-- Quoted text start --

Why Is Jeff Immelt Still CEO of GE?

*because he has friends in high places even though hes a pubby. So lets see, you lose BILLIONS for your shareholders, but you get TAXPAYERS to bail you out in the form of the Fed buying your Commercial Paper (that the private sector REFUSED to purchase for less than 10% during the height of the crisis) and Buffett giving you a much needed injection of cash (some $10BILLION) and you still get to keep your job? What a country eh? Someone should ask the 10.2% of unemployed why then did they lose their job? The answer? They very likely weren't crooks!
General Electric Pursues Pot of Government Stimulus Gold
The financial crisis hasn't been kind to General Electric Co. Its stock has lost almost half its value, the government has stepped in to prop up its enormous financial arm, and sales have slumped in core industrial businesses.
Journal reporter Elizabeth Williamson talks about General Electric's global effort to go after stimulus funds in hopes that the money would generate contracts for the company's businesses.
But Chief Executive Jeffrey Immelt now has his eye on a huge new pool of potential revenue: Uncle Sam's stimulus dollars. Mr. Immelt, a registered Republican, quips about the shift in thinking in the nation's corner offices: "We're all Democrats now."

-- Quoted text end --

Problem:
Please carry on the text on General Electric and Jeff Immelt from its last sentence. The lines that come next have nothing to do with the text on General Electric and Jeff Immelt.

-- Given information start --

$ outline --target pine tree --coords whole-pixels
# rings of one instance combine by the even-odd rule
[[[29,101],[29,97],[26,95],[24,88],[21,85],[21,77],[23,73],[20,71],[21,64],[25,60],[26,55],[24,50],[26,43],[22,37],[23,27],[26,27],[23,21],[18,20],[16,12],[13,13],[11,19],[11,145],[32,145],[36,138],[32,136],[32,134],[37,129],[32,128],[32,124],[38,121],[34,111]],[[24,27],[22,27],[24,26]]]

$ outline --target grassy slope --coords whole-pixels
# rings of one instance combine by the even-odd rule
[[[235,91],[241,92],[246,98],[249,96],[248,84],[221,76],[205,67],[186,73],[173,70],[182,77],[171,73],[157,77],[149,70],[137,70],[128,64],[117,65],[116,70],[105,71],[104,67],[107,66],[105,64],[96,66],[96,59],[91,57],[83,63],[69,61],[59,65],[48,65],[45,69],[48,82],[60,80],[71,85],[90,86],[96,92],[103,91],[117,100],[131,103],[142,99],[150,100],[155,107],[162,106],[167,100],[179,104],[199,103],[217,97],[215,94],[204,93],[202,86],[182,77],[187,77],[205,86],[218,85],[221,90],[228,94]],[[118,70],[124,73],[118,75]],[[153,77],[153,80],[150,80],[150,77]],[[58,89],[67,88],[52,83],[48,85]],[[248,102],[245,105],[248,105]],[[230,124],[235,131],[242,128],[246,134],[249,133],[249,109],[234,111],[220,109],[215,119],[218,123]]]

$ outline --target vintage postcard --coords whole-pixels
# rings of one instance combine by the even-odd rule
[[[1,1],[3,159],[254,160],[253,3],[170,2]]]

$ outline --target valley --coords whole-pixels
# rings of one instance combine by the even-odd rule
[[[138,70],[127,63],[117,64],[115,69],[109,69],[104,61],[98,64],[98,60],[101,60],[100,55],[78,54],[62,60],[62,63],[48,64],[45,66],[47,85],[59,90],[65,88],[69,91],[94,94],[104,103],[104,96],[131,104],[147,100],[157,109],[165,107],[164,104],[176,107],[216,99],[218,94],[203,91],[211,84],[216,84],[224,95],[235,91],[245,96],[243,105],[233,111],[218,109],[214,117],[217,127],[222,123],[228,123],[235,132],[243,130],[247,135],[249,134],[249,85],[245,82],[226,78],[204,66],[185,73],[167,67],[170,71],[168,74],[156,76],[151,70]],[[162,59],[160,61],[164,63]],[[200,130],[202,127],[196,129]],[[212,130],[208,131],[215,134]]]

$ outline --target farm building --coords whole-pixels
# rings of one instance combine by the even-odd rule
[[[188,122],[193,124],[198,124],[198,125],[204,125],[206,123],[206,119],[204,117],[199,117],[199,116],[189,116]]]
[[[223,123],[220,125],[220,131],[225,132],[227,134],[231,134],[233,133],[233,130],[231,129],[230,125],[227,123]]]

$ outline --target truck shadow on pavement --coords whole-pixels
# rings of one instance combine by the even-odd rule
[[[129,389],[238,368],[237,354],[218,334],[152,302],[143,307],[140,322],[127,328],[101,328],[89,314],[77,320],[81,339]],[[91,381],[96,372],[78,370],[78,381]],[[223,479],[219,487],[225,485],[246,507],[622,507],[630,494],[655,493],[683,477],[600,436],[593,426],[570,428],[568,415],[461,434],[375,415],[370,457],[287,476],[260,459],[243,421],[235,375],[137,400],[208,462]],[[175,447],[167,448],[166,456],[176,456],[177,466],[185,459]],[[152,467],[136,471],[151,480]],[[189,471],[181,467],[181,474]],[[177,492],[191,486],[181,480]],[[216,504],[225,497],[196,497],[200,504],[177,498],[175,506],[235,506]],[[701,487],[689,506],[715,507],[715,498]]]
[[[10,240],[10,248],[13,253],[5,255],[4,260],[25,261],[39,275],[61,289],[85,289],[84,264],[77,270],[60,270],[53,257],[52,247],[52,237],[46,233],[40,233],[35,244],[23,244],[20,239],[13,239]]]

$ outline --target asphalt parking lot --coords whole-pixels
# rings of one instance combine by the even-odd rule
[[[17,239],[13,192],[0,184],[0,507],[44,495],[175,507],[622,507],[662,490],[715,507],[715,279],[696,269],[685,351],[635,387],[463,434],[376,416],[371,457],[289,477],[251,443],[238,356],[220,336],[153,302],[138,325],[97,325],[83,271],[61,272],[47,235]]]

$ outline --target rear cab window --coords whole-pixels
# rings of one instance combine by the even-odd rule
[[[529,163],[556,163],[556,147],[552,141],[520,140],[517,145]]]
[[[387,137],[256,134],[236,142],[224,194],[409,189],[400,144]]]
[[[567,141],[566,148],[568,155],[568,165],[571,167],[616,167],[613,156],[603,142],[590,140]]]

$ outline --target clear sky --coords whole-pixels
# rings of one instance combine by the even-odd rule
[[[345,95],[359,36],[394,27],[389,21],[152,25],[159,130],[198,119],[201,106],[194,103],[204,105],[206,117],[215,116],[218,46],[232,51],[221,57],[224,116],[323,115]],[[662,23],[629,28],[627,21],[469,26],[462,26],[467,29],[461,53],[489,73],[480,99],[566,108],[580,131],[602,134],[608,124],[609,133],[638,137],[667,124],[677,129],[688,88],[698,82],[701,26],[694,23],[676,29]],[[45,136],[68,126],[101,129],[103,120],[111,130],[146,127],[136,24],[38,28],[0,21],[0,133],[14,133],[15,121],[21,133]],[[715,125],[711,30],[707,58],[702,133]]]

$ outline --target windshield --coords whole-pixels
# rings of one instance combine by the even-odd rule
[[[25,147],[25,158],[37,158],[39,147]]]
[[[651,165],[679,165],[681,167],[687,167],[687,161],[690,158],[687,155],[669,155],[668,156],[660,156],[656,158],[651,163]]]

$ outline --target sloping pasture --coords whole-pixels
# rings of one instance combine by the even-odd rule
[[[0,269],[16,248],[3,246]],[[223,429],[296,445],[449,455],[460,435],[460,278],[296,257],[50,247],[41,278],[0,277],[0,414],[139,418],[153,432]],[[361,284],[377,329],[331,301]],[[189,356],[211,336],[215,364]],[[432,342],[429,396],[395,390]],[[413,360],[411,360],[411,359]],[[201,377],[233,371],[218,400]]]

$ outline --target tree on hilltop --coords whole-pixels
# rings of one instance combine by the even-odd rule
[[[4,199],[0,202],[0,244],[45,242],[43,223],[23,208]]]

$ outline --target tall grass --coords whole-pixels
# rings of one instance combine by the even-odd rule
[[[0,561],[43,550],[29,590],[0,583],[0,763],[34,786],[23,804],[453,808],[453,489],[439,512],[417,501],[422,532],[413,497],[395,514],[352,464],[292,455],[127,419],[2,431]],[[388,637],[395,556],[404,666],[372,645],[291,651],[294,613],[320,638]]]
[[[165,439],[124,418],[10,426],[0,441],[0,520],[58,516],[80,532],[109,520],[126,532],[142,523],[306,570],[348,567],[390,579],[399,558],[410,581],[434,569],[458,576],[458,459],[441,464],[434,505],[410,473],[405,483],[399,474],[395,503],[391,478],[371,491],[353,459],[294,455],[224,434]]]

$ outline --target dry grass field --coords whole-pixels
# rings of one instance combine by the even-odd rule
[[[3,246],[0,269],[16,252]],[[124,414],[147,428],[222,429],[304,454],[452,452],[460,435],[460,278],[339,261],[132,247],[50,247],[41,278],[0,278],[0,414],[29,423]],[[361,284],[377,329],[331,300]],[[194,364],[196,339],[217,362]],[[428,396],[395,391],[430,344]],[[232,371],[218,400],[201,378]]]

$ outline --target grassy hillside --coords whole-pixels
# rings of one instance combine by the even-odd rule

-- Given information end --

Answer to the problem:
GE has high hopes for the strategy. It says that over the next three years or so it could bring in as much as $192 billion from projects funded by governments around the globe, such as electric-grid modernization, renewable-energy generation and health-care technology upgrades.
The company is just starting to see a payoff. Last month, for example, President Barack Obama announced $3.4 billion in government-stimulus grants for power-grid projects. About one-third of the recipients are GE customers. GE expects them to use a good chunk of that money to buy its equipment.
The government has taken on a giant role in the U.S. economy over the past year, penetrating further into the private sector than anytime since the 1930s. Some companies are treating the government's growing reach -- and ample purse -- as a giant opportunity, and are tailoring their strategies accordingly. For GE, once a symbol of boom-time capitalism, the changed landscape has left it trawling for government dollars on four continents.
"The government has moved in next door, and it ain't leaving," Mr. Immelt said at the International Economic Forum of the Americas in Montreal in June. "You could fight it if you want, but society wants change. And government is not going away."
President Barack Obama, left, talks with General Electric CEO Jeffrey Immelt, right, and AFL-CIO President Richard Trumka, center, on Nov. 2.
A close look at GE's campaign to harvest stimulus money shows Mr. Immelt to be its driving force. The 53-year-old executive supported the presidential campaign of Sen. John McCain, yet scored an invitation onto the President's Economic Recovery Advisory Board, led by former Federal Reserve Chairman Paul Volcker. Inside GE, he pushed his managers hard to devise plans for capturing government money.
As part of that effort, GE has promoted policy proposals such as a government-backed power-grid modernization, and pressed the government to increase the size of stimulus grants for that purpose. It also has helped customers design projects and apply for government money, with the expectation that those customers will then buy GE equipment.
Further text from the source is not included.